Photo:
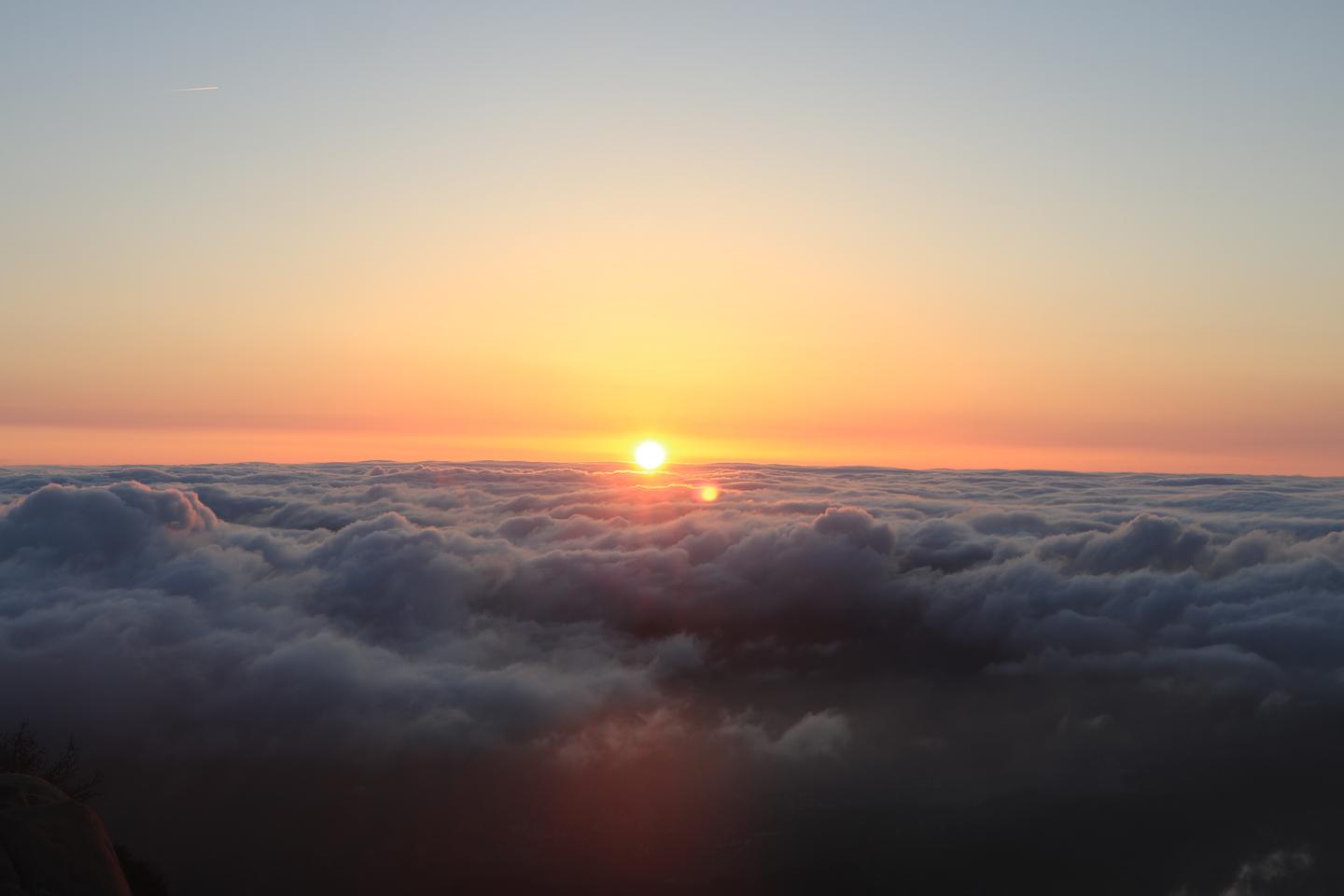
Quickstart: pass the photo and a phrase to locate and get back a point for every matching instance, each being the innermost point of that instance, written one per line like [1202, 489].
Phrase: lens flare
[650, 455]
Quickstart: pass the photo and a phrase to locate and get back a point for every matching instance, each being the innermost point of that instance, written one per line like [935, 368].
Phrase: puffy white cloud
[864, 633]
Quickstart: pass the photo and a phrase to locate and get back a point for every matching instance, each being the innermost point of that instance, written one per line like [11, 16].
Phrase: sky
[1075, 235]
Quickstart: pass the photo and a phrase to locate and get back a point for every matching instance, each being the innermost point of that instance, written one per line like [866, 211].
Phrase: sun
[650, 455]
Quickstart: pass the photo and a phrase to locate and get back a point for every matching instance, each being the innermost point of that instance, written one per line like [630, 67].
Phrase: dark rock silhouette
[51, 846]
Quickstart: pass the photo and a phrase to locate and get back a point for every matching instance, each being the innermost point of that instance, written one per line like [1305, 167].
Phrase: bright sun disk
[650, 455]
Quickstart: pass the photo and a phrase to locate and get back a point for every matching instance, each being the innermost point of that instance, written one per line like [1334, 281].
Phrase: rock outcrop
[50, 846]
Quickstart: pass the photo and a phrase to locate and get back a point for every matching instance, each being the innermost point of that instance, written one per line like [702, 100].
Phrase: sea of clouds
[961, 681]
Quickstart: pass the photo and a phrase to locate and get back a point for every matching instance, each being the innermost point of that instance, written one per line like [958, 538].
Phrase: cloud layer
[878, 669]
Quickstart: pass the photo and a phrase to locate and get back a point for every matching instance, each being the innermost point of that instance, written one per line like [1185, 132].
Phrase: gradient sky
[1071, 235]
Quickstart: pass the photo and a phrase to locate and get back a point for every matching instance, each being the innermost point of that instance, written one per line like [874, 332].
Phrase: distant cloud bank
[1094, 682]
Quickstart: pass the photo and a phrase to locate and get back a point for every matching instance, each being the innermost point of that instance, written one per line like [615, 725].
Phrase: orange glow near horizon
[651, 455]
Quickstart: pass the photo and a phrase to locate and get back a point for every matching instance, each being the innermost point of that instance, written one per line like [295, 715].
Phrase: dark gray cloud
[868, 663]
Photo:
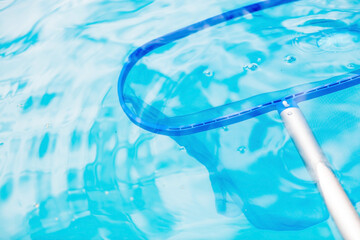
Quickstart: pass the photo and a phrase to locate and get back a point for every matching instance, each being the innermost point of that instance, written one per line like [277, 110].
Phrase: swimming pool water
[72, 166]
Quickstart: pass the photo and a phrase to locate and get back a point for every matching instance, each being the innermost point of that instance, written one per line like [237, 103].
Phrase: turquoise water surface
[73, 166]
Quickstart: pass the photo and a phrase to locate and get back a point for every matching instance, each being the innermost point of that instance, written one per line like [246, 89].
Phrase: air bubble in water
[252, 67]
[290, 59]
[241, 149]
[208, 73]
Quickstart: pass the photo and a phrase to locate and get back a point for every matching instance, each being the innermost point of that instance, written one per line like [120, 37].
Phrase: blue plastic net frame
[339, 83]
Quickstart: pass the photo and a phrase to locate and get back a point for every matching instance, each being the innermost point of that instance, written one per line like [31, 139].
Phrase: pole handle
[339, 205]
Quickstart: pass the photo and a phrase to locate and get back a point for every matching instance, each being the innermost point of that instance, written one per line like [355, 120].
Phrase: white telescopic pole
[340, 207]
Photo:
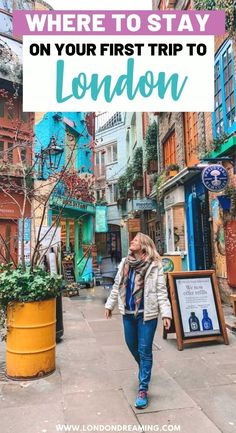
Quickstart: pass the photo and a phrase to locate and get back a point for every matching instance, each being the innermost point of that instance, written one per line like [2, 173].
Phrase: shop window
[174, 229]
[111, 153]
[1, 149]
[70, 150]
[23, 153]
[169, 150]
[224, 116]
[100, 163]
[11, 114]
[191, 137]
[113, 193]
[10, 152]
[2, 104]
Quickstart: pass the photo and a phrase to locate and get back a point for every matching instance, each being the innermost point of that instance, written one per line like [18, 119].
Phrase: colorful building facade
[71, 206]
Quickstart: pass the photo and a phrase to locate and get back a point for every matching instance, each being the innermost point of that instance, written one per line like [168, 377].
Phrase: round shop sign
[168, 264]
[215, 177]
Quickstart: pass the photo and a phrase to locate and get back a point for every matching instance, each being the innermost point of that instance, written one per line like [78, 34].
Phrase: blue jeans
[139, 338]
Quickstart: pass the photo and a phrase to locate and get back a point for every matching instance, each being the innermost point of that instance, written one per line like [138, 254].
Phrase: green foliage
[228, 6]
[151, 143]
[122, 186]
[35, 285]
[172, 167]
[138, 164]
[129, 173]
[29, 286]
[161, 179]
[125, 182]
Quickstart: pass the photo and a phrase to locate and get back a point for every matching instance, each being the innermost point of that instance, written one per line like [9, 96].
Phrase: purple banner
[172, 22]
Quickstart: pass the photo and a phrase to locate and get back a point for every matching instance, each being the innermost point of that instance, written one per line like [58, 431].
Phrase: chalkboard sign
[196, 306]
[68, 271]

• • • •

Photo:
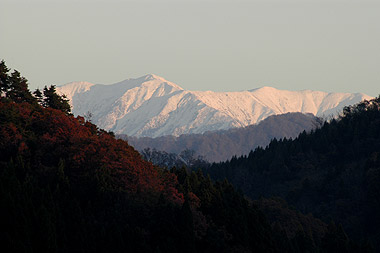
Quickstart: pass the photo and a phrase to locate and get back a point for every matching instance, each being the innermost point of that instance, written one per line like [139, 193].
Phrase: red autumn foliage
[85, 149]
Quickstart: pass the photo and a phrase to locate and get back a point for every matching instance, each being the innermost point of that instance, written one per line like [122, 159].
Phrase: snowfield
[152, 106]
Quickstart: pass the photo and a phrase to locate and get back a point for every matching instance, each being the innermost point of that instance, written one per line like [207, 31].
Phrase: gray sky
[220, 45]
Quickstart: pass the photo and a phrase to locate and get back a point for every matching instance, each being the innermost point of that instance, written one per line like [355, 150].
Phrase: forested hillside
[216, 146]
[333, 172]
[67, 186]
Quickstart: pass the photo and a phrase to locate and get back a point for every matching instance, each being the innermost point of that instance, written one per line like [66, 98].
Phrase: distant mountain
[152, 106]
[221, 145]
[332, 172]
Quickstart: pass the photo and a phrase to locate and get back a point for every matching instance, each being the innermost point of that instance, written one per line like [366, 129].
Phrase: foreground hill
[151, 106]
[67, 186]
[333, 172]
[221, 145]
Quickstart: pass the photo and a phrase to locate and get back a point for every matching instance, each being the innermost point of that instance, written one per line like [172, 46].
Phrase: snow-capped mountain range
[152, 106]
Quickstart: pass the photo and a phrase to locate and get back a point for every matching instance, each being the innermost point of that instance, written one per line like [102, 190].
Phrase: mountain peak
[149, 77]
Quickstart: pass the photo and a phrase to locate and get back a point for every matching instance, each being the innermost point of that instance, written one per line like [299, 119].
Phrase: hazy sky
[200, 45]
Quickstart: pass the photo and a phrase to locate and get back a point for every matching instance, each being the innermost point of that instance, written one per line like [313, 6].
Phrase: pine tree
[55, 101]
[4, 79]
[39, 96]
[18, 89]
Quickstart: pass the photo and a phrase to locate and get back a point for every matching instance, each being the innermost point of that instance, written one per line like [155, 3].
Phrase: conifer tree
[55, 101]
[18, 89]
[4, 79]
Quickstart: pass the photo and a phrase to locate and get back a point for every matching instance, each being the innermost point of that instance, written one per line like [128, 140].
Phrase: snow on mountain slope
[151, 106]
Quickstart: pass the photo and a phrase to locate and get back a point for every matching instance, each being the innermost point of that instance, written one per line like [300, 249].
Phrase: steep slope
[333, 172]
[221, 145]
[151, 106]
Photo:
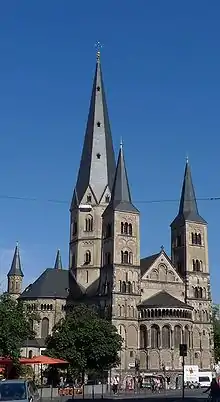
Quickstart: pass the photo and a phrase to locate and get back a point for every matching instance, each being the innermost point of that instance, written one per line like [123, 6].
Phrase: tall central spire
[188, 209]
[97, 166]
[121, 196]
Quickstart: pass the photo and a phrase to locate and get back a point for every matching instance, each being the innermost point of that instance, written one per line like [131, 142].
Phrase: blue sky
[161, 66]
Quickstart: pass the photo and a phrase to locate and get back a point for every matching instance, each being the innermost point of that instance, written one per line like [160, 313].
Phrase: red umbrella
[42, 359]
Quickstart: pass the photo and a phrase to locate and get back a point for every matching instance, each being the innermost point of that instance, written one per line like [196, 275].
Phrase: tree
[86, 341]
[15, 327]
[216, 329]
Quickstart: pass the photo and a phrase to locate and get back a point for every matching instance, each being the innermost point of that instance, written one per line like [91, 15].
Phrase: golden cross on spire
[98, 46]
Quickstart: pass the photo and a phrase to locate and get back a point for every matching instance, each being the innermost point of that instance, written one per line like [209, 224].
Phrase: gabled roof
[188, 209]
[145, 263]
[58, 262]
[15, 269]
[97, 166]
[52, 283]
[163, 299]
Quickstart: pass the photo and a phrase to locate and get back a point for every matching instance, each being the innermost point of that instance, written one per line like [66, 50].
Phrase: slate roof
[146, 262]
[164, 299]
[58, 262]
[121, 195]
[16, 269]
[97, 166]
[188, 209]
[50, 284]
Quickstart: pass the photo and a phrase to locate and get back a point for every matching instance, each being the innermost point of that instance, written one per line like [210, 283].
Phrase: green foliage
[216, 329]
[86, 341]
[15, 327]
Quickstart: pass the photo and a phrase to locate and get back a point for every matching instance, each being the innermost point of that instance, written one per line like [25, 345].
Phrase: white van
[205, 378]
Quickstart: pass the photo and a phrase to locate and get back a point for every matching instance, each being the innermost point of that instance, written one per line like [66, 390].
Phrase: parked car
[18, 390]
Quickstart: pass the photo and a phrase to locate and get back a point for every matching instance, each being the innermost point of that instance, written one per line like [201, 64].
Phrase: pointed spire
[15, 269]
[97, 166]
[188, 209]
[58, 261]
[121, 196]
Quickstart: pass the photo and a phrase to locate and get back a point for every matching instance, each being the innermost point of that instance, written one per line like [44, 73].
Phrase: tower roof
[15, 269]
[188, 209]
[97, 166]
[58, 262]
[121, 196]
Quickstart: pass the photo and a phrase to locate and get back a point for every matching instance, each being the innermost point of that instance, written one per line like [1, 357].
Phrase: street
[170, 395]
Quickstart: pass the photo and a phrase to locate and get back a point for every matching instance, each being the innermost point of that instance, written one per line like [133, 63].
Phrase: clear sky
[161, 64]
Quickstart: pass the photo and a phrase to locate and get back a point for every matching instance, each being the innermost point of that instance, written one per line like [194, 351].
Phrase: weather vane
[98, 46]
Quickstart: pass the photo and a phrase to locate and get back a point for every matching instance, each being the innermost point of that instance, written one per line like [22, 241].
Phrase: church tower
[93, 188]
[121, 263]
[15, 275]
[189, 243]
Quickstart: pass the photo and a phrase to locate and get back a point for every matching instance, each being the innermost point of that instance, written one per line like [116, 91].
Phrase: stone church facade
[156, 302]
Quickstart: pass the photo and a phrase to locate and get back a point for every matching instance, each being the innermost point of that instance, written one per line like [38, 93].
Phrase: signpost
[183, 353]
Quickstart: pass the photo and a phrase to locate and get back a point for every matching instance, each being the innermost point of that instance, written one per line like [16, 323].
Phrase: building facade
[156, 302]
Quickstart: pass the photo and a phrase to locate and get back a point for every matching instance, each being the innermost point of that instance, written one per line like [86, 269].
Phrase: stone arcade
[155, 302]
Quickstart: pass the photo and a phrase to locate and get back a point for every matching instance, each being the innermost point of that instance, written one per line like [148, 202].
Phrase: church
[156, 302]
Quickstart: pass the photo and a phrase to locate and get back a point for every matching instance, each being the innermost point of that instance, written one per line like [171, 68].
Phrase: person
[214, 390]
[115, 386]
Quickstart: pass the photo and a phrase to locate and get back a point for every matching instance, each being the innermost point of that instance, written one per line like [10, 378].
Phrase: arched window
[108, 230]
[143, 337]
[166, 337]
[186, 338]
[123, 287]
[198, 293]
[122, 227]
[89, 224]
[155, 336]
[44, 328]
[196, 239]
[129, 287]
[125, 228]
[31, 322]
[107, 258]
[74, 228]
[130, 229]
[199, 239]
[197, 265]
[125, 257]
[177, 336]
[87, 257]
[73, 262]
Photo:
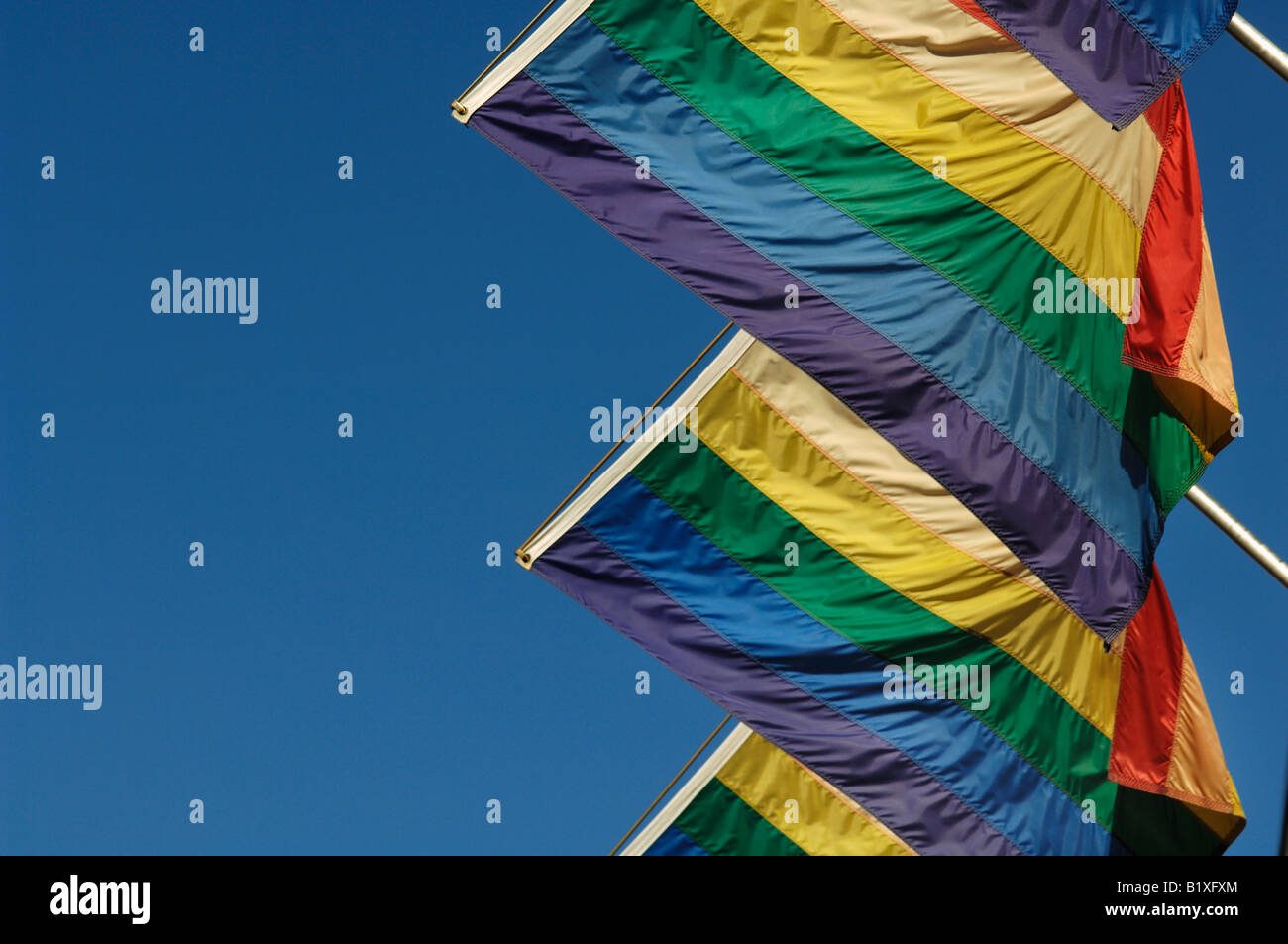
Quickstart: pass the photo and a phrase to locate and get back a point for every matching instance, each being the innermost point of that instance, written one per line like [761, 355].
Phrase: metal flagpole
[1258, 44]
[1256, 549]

• • • •

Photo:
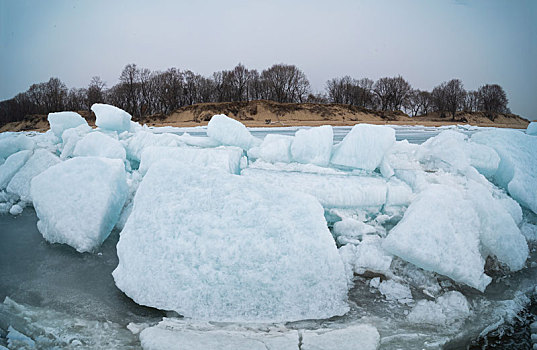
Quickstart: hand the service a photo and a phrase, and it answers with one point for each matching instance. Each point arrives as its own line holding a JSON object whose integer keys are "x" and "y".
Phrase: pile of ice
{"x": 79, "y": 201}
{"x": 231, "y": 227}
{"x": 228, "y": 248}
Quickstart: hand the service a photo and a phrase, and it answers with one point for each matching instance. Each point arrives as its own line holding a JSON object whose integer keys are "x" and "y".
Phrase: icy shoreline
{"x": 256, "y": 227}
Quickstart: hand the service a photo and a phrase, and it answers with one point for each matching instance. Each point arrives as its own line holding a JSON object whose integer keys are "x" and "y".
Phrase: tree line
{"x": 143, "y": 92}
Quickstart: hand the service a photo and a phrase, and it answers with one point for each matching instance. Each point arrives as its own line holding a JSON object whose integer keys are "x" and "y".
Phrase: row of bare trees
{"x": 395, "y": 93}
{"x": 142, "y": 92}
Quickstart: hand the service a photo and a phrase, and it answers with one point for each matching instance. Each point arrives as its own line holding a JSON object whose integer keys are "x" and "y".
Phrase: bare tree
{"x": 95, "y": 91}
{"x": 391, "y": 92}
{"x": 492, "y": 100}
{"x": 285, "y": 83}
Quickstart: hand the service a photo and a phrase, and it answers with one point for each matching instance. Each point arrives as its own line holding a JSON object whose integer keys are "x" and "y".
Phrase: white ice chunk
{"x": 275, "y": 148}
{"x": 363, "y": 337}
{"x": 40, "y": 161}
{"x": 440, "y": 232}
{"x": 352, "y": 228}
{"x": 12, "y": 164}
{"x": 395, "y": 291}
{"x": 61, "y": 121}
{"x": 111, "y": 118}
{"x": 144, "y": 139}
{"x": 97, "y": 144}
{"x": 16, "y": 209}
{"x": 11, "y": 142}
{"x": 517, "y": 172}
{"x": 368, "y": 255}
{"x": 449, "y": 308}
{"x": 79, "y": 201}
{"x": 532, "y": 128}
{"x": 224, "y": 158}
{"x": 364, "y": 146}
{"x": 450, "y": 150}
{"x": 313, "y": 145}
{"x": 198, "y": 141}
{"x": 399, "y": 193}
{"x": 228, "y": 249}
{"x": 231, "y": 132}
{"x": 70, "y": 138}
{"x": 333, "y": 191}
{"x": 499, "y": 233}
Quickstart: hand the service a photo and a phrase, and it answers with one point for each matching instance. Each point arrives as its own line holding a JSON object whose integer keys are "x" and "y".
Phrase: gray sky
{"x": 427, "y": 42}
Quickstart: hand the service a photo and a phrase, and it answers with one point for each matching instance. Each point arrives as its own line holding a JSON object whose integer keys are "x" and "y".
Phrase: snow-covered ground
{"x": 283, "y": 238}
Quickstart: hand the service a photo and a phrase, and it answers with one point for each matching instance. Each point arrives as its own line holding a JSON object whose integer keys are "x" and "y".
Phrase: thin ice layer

• • • •

Please repeat the lines of the material above exactly, starting with the line that contains "Phrase: orange glow near horizon" and ending with the line that contains "like [120, 37].". Leave the pictures out.

### TASK OUTPUT
Phrase: orange glow near horizon
[651, 455]
Quickstart: pass the photo and a phrase to locate and get back a point for every matching instance, each being the innermost point of that instance, written one per line like [295, 715].
Phrase: dark gray cloud
[868, 663]
Photo:
Quickstart: pass the photo and a phrase to locate and get back a point for every matching instance, each being the innermost point of that instance, written one per line like [277, 110].
Phrase: swimming pool water
[72, 166]
Quickstart: pass the photo and a phrase to locate and get back a point for every matching instance, each being the innermost point of that instance, written one per line like [237, 103].
Phrase: turquoise water surface
[73, 166]
Quickstart: pass the photo and a phrase to locate and get back a point for every matching instance, each being the innermost point of that instance, written one per line like [246, 89].
Phrase: air bubble in water
[252, 67]
[290, 59]
[241, 149]
[208, 73]
Quickstart: pass the photo and a phrase to locate and get back a point for every matching instance, each being the innermost point of that instance, written one per line like [120, 37].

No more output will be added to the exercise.